Please work out how many lines in the data below contain "biscuit", and reply with that number alone.

+===+

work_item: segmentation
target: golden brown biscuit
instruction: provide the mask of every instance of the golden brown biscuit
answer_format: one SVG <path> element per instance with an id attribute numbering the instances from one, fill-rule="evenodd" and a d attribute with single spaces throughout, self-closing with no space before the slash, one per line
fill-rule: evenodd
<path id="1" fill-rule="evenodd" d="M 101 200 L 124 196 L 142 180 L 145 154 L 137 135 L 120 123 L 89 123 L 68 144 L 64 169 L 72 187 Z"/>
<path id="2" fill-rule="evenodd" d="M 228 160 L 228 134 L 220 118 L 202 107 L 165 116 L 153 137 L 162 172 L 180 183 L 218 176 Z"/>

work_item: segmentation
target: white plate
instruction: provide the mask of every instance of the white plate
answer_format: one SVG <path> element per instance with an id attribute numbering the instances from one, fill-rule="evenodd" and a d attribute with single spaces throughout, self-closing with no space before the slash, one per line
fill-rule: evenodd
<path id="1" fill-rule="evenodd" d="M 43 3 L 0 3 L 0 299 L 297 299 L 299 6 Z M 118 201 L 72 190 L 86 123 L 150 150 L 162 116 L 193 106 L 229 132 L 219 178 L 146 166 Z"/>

+===+

ANSWER TO THIS EXERCISE –
2